EXERCISE: The answer should consist of every record, reproduced exactly.

RECORDED DATA:
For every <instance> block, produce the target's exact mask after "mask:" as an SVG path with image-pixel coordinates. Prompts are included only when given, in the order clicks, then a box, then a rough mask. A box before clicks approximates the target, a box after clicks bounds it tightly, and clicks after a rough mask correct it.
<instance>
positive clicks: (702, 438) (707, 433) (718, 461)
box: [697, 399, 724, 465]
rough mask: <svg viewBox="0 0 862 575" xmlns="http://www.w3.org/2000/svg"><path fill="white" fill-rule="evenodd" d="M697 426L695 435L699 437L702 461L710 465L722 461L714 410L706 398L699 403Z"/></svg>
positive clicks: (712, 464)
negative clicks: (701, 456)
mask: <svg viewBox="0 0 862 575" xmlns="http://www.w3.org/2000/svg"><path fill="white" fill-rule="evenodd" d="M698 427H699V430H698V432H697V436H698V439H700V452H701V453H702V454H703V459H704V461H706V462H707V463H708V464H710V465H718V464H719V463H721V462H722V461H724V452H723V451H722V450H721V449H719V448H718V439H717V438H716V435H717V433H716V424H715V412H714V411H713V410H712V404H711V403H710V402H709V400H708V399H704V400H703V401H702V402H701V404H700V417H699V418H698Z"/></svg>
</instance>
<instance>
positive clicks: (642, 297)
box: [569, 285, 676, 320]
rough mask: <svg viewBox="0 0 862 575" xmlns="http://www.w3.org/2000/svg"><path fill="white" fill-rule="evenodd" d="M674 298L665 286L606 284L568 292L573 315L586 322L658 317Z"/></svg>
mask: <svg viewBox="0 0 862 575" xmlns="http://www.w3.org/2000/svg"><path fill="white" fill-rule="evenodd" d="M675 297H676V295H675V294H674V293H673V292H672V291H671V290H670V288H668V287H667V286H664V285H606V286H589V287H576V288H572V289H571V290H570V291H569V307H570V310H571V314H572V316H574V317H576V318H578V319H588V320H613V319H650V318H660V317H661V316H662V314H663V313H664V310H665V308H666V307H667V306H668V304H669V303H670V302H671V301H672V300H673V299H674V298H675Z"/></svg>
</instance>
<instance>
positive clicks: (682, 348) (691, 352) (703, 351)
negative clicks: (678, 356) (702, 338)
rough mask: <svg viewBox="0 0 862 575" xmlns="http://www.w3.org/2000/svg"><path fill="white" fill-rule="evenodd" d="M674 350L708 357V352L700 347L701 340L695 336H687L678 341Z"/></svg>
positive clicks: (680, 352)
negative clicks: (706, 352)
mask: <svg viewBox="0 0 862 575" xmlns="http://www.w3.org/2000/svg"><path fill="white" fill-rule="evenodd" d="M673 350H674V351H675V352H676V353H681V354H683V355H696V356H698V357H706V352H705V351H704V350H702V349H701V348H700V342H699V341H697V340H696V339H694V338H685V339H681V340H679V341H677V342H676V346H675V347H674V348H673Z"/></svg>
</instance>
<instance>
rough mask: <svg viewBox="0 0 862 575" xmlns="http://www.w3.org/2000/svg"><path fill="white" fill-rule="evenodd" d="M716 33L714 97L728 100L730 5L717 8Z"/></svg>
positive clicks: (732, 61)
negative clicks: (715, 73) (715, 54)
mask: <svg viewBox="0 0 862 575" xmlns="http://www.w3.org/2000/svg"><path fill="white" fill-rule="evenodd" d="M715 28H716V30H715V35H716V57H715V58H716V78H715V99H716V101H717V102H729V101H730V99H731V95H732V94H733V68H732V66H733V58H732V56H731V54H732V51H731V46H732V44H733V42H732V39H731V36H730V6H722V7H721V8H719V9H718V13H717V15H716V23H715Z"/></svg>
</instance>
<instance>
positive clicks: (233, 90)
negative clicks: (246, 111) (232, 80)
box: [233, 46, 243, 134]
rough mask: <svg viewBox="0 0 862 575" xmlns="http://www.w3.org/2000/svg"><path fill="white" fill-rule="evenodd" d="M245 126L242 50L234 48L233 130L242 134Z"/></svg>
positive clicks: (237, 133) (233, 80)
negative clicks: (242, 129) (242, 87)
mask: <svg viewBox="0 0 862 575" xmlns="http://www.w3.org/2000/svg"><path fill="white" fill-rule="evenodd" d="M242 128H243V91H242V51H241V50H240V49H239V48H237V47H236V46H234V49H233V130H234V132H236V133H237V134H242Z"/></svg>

RESULT OF THIS EXERCISE:
For every <instance> block, produce the target's exact mask after "mask:" as an SVG path with image-pixel coordinates. Prompts are included only when given, in the order clicks, then a box, then a rough mask. A box before clicks approximates the target, a box after clicks bounds it tightly, and clicks after a rough mask correct it.
<instance>
positive clicks: (702, 438) (707, 433) (718, 461)
box: [697, 399, 724, 465]
rough mask: <svg viewBox="0 0 862 575" xmlns="http://www.w3.org/2000/svg"><path fill="white" fill-rule="evenodd" d="M697 426L695 435L699 437L702 461L710 465L722 461L714 410L706 398L699 403Z"/></svg>
positive clicks: (712, 464)
negative clicks: (701, 456)
mask: <svg viewBox="0 0 862 575" xmlns="http://www.w3.org/2000/svg"><path fill="white" fill-rule="evenodd" d="M698 427H699V430H698V432H697V436H698V439H700V452H701V453H702V454H703V459H704V461H706V462H707V463H708V464H710V465H718V464H719V463H721V462H722V461H724V452H723V451H722V450H721V449H719V448H718V439H717V438H716V435H717V433H716V424H715V412H714V411H713V410H712V404H711V403H710V402H709V400H708V399H704V400H703V401H702V402H701V404H700V417H699V418H698Z"/></svg>
</instance>
<instance>
positive clicks: (642, 297)
box: [569, 285, 676, 320]
rough mask: <svg viewBox="0 0 862 575" xmlns="http://www.w3.org/2000/svg"><path fill="white" fill-rule="evenodd" d="M674 298L665 286L606 284L568 292L573 315L586 322L658 317Z"/></svg>
mask: <svg viewBox="0 0 862 575" xmlns="http://www.w3.org/2000/svg"><path fill="white" fill-rule="evenodd" d="M675 297H676V295H675V294H674V293H673V292H672V291H671V290H670V288H668V287H667V286H664V285H606V286H589V287H576V288H572V289H571V290H570V291H569V307H570V310H571V314H572V316H574V317H576V318H578V319H588V320H613V319H650V318H660V317H661V316H662V314H663V313H664V310H665V308H666V307H667V306H668V304H669V303H670V302H671V301H672V300H673V299H674V298H675Z"/></svg>
</instance>
<instance>
positive clicks: (682, 348) (691, 352) (703, 351)
negative clicks: (678, 356) (702, 338)
rough mask: <svg viewBox="0 0 862 575" xmlns="http://www.w3.org/2000/svg"><path fill="white" fill-rule="evenodd" d="M674 350L708 357V352L700 347L701 340L695 336H687L678 341Z"/></svg>
positive clicks: (680, 352)
negative clicks: (706, 352)
mask: <svg viewBox="0 0 862 575" xmlns="http://www.w3.org/2000/svg"><path fill="white" fill-rule="evenodd" d="M673 350H674V351H675V352H676V353H681V354H683V355H696V356H698V357H706V352H705V351H704V350H702V349H701V348H700V342H699V341H697V340H696V339H694V338H685V339H681V340H679V341H677V342H676V346H675V347H674V348H673Z"/></svg>
</instance>
<instance>
rough mask: <svg viewBox="0 0 862 575" xmlns="http://www.w3.org/2000/svg"><path fill="white" fill-rule="evenodd" d="M716 33L714 97L728 100L730 5L717 8Z"/></svg>
positive clicks: (732, 61)
negative clicks: (715, 73) (715, 54)
mask: <svg viewBox="0 0 862 575" xmlns="http://www.w3.org/2000/svg"><path fill="white" fill-rule="evenodd" d="M715 28H716V30H715V35H716V57H715V58H716V78H715V99H716V101H717V102H729V101H730V99H731V95H732V94H733V68H732V66H733V58H732V56H731V54H732V51H731V46H732V44H733V42H732V39H731V36H730V6H722V7H721V8H719V9H718V13H717V15H716V23H715Z"/></svg>
</instance>
<instance>
positive clicks: (233, 90)
negative clicks: (246, 111) (232, 80)
box: [233, 46, 243, 134]
rough mask: <svg viewBox="0 0 862 575" xmlns="http://www.w3.org/2000/svg"><path fill="white" fill-rule="evenodd" d="M245 126L242 50L234 48L233 130L242 134Z"/></svg>
positive clicks: (237, 133) (233, 80)
negative clicks: (242, 129) (242, 87)
mask: <svg viewBox="0 0 862 575" xmlns="http://www.w3.org/2000/svg"><path fill="white" fill-rule="evenodd" d="M242 128H243V91H242V51H241V50H240V49H239V48H237V47H236V46H234V49H233V130H234V132H236V133H237V134H242Z"/></svg>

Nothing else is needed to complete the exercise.